Problem details – Arrange the items below as a two-column CSV with the header row text,answer and one row for each item. Put each item's text and its answer in their own double-quoted field, with every line break inside a field replaced by a space.

Supplied records –
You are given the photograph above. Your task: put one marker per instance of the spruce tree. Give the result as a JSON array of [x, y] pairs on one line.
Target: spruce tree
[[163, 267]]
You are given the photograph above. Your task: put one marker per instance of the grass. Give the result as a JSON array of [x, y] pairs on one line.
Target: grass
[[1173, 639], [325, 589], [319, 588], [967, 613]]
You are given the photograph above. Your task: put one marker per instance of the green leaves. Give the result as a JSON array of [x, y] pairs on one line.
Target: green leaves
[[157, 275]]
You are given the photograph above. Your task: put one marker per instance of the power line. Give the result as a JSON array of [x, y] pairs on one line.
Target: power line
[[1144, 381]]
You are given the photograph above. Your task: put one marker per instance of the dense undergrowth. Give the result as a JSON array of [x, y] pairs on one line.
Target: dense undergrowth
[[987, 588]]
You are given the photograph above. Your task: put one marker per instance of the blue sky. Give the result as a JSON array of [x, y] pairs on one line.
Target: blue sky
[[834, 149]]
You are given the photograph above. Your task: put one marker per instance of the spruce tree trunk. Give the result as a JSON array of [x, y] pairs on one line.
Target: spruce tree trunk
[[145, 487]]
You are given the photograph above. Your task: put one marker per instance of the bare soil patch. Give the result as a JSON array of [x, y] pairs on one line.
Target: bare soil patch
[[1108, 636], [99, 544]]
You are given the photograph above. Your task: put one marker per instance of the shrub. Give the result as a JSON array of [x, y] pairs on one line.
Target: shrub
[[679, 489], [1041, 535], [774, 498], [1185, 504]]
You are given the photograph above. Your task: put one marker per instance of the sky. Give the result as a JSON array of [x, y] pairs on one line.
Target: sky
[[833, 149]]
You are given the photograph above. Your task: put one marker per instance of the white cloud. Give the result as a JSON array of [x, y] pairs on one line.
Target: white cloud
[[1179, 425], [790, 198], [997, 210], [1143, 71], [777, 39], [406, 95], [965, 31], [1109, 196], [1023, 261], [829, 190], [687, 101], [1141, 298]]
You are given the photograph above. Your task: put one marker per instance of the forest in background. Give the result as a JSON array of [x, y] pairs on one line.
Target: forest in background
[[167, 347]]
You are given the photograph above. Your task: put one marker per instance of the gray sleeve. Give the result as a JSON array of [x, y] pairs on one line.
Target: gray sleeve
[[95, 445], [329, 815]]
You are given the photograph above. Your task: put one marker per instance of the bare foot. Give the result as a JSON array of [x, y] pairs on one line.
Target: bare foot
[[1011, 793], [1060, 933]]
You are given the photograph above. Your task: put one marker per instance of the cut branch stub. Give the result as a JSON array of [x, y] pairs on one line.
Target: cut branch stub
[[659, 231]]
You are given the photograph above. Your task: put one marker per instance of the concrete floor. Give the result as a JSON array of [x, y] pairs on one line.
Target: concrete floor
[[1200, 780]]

Correct answer –
text,answer
"You are given the photograph above. Your task: put one marker per instance of the spruce tree. Give the result as a JSON array of [x, y] pairs on one line. Target: spruce tree","[[163, 267]]"
"You are given the photograph above. Your task: put one marker per instance of the grass. Give the result as a JSON array of [x, y] pairs on one line. Target: grass","[[1173, 639], [325, 589], [319, 588], [967, 613]]"
"You are given the photograph above. Your task: put one marker per instance of the green leaves. Give the result as a JSON array of [x, y] pairs on one line. Target: green leaves","[[157, 275]]"
"You are given the photograph above. Your task: put one marker per instance of the power line. Give the result as a JSON array of [x, y] pairs on one line. Target: power line","[[1144, 381]]"
"You are given the photograph above. Your task: put one marker per instance of the dense undergrowth. Give the result as a JSON array of [x, y] pairs on one line. Target: dense undergrowth","[[987, 588]]"
"You are given the photograph above. Your task: put one marker per instance of the blue sky. Give the result as a JSON array of [x, y] pairs on one line. Target: blue sky","[[834, 149]]"
"You are given the photograph above. Your task: put one marker per instance of the spruce tree trunk. Give the result as a JSON array of [x, y] pairs on one line. Target: spruce tree trunk","[[145, 487]]"
"You are given the photograph above. Your task: put one marker per instance of the bare soil patch. Give the result as a JSON array of [x, y] pairs on one line. Target: bare soil patch","[[1108, 636], [99, 544]]"
"You are given the photograph above. Your task: put one marker per instance of the shrub. Give the result as a JSON array of [x, y] pairs on one line. Target: shrub","[[679, 489], [1041, 535], [774, 498], [1185, 504]]"
"You are given the photograph above. Your task: put one marker per instance of the sky. Give the result as a JSON array of [x, y] pairs on one line. Target: sky","[[833, 149]]"
"You are given the photograph above. Your task: put one marker per instance of the white cloud. Give the result as a JSON array of [x, y] pairs on one line. Target: white cloud","[[1179, 425], [790, 198], [997, 210], [1143, 71], [777, 39], [406, 95], [965, 31], [1109, 196], [1023, 261], [829, 190], [687, 101], [1141, 298]]"
"You are given the photograph above. Your task: put one marker per instance of the forest in background. Give the result as a JSON array of [x, y] pairs on one line. Target: forest in background","[[167, 347]]"
"You are given the photograph above. Your task: put one marker per instance of the gray sleeve. Give the result as a JSON array of [x, y] pairs on one line. Target: gray sleeve","[[95, 445], [329, 815]]"
"You are given the photograph above. Your task: put one marker per instance of the bare foot. Give the result as a JSON array of [x, y] pairs on one line. Target: bare foot","[[1011, 793], [1060, 933]]"
"You are given the photograph above. Your task: put one marker per instance of the cut branch stub. Give the result as a JSON array of [x, y] pairs on one line. Target: cut branch stub","[[659, 231]]"
"You are given the photograph above. Your task: put one marker per instance of the concrete floor. Give the result as a JSON array of [x, y] pairs on one line. Target: concrete floor","[[1200, 780]]"